===== Page extract
# HKS exhaust vs Greddy exhaust----PLEASE READ!



## sr20speed (Apr 10, 2003)

Everyone says the Greddy setup adds the most power but then I hear good things about the HKS system as well. Everyone who has the HKS likes it alot but has no experience with the Greddy, and everyone with the Greddy system has no experience with the HKS. I have a 96 200sx se-r and I am curious which one performs better and how they compare sound wise. I want a sound that gets loud when I want it to but dosn't over do it. I know this topic has been covered many times before and I have tried to search but I only find bits and pieces. I want to know what people really prefer and in general which one is better. Anything will help. Thanks


----------



## sentrapower93 (May 11, 2002)

Most of the 200sx SE-R owners on the SR20DE forums prefer the GReddy cat-back. I have the GReddy on my b13 and simply love it, nice deep tone and fairly quiet on the freeways...


----------



## pkrSE-R (Jul 26, 2002)
==========
===== Items
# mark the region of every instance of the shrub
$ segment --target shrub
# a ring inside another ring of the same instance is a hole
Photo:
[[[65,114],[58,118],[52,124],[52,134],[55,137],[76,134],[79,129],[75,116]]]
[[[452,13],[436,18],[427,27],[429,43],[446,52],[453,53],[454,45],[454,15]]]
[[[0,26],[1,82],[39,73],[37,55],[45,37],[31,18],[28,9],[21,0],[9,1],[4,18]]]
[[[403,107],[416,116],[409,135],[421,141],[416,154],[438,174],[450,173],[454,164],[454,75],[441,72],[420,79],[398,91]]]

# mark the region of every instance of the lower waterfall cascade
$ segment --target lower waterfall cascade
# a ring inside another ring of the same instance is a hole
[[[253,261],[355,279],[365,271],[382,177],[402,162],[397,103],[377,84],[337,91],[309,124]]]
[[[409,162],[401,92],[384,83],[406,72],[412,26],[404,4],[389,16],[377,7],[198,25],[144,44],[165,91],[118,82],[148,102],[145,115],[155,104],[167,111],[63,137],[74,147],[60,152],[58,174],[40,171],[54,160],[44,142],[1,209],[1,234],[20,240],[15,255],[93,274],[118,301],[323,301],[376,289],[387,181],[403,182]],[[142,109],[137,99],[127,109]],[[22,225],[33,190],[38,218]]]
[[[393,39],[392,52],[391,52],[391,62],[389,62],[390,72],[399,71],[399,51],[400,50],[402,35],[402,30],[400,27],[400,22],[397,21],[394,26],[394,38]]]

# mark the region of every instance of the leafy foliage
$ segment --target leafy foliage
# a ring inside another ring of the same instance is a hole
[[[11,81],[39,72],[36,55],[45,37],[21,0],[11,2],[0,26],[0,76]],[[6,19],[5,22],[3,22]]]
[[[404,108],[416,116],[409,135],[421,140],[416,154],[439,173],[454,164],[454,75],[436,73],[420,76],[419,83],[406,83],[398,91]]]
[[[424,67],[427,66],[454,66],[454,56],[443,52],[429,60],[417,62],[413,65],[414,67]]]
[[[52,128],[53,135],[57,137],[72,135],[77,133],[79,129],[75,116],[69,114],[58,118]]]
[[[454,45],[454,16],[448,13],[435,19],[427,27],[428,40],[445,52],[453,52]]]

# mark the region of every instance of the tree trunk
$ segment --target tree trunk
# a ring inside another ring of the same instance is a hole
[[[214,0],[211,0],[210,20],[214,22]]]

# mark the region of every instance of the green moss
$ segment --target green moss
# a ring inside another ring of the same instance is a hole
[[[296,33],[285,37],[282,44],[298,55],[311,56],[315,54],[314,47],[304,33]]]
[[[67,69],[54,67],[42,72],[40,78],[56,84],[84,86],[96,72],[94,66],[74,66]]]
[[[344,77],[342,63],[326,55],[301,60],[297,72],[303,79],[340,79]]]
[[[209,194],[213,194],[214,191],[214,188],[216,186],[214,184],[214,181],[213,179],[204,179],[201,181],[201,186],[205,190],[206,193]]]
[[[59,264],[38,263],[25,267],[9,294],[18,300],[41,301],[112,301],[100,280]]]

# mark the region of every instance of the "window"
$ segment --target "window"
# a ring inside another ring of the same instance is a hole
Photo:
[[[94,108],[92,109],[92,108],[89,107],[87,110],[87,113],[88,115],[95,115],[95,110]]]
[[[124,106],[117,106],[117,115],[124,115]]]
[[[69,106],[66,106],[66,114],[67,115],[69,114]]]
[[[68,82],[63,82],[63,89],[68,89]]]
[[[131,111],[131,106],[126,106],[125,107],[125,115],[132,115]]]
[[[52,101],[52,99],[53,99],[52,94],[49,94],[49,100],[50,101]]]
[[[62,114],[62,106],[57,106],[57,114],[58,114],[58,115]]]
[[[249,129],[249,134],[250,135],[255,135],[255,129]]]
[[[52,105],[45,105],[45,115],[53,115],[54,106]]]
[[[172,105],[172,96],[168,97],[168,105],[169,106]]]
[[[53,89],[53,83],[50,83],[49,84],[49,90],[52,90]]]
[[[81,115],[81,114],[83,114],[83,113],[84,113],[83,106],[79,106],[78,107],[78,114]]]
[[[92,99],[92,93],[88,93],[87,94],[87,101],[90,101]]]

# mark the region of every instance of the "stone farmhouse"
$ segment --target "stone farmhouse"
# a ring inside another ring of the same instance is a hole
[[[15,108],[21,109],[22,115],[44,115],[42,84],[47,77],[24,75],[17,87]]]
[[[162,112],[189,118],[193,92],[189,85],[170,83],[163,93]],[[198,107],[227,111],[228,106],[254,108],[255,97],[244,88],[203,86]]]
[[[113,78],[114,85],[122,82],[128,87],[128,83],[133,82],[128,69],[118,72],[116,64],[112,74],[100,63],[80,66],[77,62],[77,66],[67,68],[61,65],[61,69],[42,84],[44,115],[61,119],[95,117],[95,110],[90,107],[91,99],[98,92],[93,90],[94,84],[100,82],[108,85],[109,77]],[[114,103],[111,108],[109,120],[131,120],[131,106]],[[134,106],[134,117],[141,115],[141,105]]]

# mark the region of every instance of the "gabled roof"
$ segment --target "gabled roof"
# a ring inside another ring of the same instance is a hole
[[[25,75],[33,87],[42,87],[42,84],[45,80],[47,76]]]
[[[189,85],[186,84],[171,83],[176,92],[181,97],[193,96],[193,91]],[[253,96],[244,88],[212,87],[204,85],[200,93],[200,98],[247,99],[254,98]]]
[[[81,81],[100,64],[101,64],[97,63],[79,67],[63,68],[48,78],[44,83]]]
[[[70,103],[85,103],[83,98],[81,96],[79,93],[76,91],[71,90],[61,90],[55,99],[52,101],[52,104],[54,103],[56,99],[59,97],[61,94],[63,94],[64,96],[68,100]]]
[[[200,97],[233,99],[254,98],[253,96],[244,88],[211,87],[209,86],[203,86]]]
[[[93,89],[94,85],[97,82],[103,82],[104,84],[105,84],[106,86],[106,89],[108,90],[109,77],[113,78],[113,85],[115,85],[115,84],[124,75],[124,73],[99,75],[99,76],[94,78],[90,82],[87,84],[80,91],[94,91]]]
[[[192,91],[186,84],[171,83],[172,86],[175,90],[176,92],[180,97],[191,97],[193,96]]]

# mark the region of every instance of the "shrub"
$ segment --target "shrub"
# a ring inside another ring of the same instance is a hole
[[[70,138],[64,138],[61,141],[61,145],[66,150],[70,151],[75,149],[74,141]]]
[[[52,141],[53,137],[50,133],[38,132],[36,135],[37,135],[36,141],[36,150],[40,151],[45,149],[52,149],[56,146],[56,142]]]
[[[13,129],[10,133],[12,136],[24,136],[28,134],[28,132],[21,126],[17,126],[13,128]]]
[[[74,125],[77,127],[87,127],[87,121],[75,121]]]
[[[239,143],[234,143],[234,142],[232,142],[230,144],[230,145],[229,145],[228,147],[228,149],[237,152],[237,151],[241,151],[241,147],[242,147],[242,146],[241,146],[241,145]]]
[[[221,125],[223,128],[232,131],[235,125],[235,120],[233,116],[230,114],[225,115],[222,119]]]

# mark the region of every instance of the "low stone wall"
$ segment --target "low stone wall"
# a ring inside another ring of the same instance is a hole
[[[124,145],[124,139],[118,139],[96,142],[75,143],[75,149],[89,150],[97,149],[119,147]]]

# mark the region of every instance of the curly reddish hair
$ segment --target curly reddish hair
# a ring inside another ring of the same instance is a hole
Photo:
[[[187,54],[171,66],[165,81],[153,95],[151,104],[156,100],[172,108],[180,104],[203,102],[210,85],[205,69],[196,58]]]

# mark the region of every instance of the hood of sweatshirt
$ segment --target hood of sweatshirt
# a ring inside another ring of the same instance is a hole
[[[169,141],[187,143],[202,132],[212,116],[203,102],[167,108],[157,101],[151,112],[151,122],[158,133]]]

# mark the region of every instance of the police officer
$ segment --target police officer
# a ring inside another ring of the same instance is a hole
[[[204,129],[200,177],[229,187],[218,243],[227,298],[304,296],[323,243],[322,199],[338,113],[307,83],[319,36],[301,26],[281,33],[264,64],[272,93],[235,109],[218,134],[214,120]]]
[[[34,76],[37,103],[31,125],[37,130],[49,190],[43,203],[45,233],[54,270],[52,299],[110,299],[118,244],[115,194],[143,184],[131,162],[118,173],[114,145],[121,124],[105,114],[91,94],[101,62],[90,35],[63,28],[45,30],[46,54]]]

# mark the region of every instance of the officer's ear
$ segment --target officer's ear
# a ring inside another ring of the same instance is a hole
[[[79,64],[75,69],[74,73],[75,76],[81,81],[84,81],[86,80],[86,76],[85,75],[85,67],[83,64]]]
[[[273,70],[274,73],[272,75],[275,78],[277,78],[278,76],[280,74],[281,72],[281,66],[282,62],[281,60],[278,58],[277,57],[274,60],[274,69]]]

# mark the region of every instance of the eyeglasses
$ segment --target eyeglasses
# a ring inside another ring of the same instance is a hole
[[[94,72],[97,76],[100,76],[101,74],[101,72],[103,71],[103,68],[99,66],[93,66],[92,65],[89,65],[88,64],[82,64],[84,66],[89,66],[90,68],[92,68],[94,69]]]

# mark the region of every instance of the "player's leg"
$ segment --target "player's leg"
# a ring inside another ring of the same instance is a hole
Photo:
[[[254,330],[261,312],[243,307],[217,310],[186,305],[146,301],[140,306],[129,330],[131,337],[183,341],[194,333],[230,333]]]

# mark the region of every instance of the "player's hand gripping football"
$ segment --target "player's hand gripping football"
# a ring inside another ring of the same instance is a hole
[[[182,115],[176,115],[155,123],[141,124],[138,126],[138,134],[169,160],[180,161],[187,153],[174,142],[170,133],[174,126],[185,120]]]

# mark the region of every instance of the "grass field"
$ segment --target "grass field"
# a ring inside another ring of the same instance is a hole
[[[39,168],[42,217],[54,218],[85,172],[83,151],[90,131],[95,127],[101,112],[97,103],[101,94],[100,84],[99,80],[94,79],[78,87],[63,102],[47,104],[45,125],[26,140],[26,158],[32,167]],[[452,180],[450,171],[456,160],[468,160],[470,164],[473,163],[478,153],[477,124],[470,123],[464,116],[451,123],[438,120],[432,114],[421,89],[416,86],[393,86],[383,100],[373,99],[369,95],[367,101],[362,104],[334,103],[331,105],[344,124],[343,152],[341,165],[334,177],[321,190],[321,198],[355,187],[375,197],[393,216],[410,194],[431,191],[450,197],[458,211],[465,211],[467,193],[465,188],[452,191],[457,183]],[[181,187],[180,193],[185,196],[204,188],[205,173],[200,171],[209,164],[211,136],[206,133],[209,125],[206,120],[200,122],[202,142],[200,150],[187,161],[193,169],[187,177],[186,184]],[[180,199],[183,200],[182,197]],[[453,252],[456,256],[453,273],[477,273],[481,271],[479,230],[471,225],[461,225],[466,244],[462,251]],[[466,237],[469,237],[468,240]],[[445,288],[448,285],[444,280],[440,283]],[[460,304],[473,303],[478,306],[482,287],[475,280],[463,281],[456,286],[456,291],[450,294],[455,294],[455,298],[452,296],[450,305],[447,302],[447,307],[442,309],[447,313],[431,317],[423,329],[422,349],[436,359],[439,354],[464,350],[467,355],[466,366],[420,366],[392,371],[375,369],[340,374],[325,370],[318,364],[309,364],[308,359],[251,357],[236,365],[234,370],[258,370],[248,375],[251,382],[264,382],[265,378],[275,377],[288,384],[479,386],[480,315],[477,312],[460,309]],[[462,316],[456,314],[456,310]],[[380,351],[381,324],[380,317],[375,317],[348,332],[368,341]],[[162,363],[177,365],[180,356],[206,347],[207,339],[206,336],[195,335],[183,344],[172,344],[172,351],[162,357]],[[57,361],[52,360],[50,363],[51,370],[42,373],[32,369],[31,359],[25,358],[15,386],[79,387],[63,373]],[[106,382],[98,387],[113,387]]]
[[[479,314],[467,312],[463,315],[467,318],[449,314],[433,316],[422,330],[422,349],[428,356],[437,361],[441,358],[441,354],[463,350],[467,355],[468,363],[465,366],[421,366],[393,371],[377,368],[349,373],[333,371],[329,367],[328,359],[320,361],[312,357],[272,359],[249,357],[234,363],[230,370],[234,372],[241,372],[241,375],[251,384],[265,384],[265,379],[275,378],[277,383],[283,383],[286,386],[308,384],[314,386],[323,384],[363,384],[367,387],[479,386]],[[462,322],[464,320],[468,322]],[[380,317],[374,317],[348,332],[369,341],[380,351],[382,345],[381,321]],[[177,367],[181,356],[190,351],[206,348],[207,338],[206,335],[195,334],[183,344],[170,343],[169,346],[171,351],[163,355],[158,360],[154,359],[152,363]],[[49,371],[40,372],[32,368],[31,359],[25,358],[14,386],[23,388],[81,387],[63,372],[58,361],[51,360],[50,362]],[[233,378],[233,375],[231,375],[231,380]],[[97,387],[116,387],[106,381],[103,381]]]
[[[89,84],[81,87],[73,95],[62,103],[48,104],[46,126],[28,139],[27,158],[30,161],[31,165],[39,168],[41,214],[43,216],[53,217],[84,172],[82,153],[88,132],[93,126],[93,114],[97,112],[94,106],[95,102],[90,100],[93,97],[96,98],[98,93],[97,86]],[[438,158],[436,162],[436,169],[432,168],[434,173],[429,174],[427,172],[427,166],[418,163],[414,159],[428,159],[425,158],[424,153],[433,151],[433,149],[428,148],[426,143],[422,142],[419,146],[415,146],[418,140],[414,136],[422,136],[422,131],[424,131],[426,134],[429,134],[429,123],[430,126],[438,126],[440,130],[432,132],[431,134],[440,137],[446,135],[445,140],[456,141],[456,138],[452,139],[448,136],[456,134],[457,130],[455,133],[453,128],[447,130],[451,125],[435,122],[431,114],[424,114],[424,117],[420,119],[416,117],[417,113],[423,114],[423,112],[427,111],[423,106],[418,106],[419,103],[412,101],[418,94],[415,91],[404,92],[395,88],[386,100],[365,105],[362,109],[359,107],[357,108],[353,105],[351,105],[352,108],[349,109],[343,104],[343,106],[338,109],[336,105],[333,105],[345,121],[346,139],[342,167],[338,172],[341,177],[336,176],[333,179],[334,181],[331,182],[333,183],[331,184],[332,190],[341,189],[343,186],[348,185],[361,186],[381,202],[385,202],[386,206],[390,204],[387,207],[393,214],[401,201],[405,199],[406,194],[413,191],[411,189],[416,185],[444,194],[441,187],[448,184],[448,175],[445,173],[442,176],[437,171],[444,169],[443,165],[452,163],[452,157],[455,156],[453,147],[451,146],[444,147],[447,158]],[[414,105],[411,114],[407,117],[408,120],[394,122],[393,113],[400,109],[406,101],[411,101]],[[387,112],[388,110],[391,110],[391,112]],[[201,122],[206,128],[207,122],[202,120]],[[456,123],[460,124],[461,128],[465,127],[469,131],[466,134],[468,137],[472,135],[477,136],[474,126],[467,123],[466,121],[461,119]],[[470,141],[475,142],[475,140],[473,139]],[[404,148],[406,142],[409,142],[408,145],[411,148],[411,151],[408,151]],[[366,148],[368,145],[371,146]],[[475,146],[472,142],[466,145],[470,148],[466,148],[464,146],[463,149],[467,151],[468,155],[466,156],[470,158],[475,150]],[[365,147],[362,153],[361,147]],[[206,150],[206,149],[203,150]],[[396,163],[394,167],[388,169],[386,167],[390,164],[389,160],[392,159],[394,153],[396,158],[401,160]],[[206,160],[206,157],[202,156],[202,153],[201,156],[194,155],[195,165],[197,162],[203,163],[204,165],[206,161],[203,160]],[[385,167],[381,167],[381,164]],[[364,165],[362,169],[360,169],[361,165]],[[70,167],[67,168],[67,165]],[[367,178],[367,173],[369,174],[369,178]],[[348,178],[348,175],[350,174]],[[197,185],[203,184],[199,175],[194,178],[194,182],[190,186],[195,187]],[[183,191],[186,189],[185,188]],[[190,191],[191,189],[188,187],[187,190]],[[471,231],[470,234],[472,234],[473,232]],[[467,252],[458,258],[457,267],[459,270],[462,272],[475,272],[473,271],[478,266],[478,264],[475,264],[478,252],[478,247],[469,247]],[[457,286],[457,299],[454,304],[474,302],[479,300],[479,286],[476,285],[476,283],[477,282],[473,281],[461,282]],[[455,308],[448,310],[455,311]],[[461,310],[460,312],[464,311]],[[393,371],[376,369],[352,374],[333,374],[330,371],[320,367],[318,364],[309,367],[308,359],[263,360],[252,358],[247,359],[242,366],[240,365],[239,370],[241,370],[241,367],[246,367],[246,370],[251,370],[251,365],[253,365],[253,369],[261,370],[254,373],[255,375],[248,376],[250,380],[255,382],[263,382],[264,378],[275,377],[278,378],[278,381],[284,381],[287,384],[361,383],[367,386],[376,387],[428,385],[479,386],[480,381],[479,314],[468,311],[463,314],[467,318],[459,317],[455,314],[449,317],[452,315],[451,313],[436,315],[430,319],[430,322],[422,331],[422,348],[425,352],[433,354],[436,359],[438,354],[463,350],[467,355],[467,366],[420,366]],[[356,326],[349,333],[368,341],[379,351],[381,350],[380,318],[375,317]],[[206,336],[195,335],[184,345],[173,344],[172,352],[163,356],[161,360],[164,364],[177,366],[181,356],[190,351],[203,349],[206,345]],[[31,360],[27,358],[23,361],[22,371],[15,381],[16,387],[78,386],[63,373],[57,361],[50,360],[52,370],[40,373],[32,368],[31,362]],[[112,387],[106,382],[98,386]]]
==========
### Written request A
In the exhaust thread, which cat-back does sentrapower93 say most 200sx SE-R owners on the SR20DE forums prefer?
### Written request B
Transcribe the stretch of the exhaust thread from "## sr20speed (Apr" through "(May 11, 2002)".

### Expected answer A
The GReddy cat-back.

### Expected answer B
## sr20speed (Apr 10, 2003)

Everyone says the Greddy setup adds the most power but then I hear good things about the HKS system as well. Everyone who has the HKS likes it alot but has no experience with the Greddy, and everyone with the Greddy system has no experience with the HKS. I have a 96 200sx se-r and I am curious which one performs better and how they compare sound wise. I want a sound that gets loud when I want it to but dosn't over do it. I know this topic has been covered many times before and I have tried to search but I only find bits and pieces. I want to know what people really prefer and in general which one is better. Anything will help. Thanks


----------



## sentrapower93 (May 11, 2002)